START RECORDS SHOWN

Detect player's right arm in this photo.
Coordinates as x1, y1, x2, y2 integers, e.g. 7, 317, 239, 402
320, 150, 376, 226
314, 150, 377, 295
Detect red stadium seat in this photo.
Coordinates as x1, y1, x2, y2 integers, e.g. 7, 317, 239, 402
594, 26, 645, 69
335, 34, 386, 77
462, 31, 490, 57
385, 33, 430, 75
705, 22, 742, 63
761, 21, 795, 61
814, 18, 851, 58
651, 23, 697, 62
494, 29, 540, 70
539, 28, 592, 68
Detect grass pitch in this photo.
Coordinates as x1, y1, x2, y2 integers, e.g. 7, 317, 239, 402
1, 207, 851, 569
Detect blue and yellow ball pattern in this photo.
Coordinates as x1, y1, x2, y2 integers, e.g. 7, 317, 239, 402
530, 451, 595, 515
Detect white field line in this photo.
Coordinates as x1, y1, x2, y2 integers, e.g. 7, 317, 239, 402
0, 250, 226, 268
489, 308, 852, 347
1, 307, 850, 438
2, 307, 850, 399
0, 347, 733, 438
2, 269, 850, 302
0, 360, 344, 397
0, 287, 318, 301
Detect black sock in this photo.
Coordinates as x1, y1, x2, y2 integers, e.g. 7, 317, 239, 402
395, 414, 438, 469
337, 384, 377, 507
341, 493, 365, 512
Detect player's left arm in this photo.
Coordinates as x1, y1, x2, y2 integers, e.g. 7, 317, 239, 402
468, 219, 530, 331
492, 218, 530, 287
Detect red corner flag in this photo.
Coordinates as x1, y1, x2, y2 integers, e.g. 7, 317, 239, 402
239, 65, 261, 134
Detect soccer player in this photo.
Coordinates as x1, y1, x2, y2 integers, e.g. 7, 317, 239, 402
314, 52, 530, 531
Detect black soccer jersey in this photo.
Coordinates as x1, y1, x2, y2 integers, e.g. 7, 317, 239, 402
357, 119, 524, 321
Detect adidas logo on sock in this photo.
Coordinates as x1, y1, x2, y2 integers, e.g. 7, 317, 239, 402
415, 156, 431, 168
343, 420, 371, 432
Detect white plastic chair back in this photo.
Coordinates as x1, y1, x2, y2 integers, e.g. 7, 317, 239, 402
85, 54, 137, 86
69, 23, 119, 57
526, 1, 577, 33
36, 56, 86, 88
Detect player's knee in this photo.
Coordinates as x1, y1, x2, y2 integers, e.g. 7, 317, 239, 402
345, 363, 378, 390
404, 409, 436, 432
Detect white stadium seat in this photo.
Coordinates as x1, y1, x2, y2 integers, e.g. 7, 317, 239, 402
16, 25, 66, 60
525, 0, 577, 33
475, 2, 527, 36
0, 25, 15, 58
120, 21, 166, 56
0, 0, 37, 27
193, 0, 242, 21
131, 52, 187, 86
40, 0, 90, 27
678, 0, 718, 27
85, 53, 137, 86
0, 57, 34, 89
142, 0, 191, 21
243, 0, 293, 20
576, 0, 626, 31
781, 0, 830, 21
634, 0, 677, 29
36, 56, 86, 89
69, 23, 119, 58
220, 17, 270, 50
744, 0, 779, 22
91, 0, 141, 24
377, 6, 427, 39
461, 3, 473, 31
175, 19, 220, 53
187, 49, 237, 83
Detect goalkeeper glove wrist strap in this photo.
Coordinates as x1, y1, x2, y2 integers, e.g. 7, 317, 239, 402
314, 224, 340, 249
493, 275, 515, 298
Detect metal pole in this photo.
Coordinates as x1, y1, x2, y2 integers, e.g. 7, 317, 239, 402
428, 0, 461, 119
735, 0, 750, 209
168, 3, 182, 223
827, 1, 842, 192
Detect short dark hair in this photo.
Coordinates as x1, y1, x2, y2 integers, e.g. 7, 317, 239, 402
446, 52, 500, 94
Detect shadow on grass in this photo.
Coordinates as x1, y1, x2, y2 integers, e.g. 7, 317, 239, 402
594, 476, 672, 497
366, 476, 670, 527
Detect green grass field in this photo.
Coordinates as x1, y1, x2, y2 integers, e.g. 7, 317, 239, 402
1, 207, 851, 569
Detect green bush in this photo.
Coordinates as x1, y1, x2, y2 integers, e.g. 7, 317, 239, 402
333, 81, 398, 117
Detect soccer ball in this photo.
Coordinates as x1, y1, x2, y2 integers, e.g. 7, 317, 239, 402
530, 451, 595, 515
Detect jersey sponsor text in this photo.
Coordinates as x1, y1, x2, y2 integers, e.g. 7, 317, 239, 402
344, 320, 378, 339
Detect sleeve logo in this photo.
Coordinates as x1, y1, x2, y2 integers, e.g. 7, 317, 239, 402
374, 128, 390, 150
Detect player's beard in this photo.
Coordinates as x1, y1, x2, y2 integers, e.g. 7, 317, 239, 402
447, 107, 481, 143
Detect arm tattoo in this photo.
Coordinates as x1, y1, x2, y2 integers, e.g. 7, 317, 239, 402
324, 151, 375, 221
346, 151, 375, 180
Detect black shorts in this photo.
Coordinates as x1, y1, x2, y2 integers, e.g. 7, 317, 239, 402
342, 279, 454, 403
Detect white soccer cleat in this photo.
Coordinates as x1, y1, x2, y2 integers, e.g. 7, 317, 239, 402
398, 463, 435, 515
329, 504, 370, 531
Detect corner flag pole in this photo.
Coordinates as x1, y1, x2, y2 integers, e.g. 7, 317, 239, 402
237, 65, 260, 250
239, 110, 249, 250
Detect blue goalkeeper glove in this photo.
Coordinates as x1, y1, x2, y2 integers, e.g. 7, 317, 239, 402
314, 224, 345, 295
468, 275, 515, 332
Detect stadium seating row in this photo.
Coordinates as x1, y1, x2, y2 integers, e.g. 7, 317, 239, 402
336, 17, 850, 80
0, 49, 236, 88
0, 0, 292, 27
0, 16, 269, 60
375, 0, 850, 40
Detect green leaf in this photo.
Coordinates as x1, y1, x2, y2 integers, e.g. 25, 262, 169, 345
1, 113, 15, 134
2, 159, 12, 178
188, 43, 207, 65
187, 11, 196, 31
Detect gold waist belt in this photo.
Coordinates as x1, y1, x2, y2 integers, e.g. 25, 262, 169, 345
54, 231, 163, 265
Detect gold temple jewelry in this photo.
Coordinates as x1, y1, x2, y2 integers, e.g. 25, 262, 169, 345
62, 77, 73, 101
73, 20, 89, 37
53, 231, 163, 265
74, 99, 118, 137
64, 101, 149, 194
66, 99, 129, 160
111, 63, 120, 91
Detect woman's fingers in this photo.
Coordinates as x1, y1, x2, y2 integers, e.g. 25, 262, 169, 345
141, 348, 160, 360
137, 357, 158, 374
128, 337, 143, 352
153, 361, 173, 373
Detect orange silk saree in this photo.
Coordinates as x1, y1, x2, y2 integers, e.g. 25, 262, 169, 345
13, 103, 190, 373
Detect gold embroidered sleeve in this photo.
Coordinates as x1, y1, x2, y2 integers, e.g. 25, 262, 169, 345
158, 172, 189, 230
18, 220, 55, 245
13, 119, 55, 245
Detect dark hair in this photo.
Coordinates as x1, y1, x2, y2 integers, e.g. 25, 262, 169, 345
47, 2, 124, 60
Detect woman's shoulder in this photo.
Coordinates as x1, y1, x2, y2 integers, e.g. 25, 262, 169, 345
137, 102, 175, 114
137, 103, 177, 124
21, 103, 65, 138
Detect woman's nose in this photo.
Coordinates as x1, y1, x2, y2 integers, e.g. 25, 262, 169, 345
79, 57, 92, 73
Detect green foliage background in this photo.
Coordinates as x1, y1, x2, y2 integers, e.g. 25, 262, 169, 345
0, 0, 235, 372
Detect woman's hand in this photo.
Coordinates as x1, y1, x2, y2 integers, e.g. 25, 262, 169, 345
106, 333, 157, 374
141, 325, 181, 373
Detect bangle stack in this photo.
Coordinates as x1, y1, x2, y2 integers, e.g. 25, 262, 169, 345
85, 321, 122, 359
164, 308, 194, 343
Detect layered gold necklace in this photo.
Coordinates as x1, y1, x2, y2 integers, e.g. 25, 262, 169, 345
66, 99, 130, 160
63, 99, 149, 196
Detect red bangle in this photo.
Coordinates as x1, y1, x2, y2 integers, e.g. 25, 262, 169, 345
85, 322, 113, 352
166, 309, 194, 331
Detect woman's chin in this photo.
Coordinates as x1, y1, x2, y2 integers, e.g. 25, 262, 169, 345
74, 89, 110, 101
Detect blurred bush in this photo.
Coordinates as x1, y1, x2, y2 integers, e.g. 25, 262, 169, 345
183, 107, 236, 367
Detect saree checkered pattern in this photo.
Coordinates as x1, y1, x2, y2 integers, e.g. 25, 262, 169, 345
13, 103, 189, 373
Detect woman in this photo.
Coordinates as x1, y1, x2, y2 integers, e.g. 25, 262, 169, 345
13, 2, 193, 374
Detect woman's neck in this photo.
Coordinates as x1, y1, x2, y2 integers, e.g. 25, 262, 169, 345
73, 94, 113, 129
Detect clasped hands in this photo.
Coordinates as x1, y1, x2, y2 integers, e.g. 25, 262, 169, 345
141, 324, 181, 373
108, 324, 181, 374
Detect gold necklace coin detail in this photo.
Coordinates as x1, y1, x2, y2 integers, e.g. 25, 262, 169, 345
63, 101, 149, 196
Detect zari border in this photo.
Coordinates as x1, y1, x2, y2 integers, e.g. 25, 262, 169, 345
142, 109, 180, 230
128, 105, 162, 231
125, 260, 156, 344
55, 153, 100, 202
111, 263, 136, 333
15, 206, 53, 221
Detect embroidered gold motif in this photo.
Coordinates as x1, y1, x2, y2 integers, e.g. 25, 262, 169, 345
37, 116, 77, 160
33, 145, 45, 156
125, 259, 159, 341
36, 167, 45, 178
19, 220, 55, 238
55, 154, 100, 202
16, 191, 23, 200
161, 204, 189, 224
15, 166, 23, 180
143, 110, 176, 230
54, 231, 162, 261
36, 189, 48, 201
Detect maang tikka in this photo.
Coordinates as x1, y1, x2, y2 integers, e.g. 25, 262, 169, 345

END RECORDS SHOWN

** TASK TO COMPLETE **
Beginning with the line that contains "Detect woman's neck in this photo.", return every line to the end of the listing, unchanged, and nothing else.

** RESULT FOR THIS EXERCISE **
Detect woman's neck in this photo.
Coordinates as x1, y1, x2, y2 integers, e.g. 25, 262, 169, 345
73, 94, 113, 129
Detect clasped hands in this photo.
Coordinates as x1, y1, x2, y2 integers, e.g. 25, 262, 169, 345
141, 324, 181, 373
108, 324, 181, 374
Detect gold necklace coin detail in this photo.
Coordinates as x1, y1, x2, y2 integers, e.g. 25, 262, 169, 345
63, 101, 149, 196
Detect zari border in this photo.
Coordinates as x1, y1, x2, y2 integers, e.g. 25, 262, 169, 345
142, 109, 180, 230
128, 105, 162, 231
125, 260, 156, 344
55, 153, 100, 202
111, 263, 136, 333
15, 206, 53, 221
Detect embroidered gold motif in this photo.
Coordinates as x1, y1, x2, y2 integers, e.g. 25, 262, 169, 345
37, 116, 77, 160
33, 145, 45, 156
125, 259, 159, 341
36, 167, 45, 178
19, 220, 55, 238
55, 154, 100, 202
16, 191, 23, 200
161, 204, 189, 224
15, 166, 23, 180
143, 110, 176, 230
54, 231, 162, 261
36, 189, 48, 201
Detect maang tikka in this photo.
Coordinates as x1, y1, x2, y2 integers, e.g. 25, 262, 169, 345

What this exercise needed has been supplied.